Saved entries
= = = =

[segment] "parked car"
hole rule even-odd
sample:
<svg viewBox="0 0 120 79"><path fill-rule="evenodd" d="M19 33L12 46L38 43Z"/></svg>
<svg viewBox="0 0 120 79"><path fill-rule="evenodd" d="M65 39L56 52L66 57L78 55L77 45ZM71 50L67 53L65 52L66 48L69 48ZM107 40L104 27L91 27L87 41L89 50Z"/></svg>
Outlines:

= = = =

EXERCISE
Reproduce the entries above without any changes.

FULL RESPONSE
[segment] "parked car"
hole rule even-odd
sample:
<svg viewBox="0 0 120 79"><path fill-rule="evenodd" d="M19 33L12 46L38 43Z"/></svg>
<svg viewBox="0 0 120 79"><path fill-rule="evenodd" d="M65 39L56 52L66 57L78 55L77 45ZM71 50L67 53L65 52L66 48L69 48ZM107 40L104 27L91 27L87 41L89 50Z"/></svg>
Outlines:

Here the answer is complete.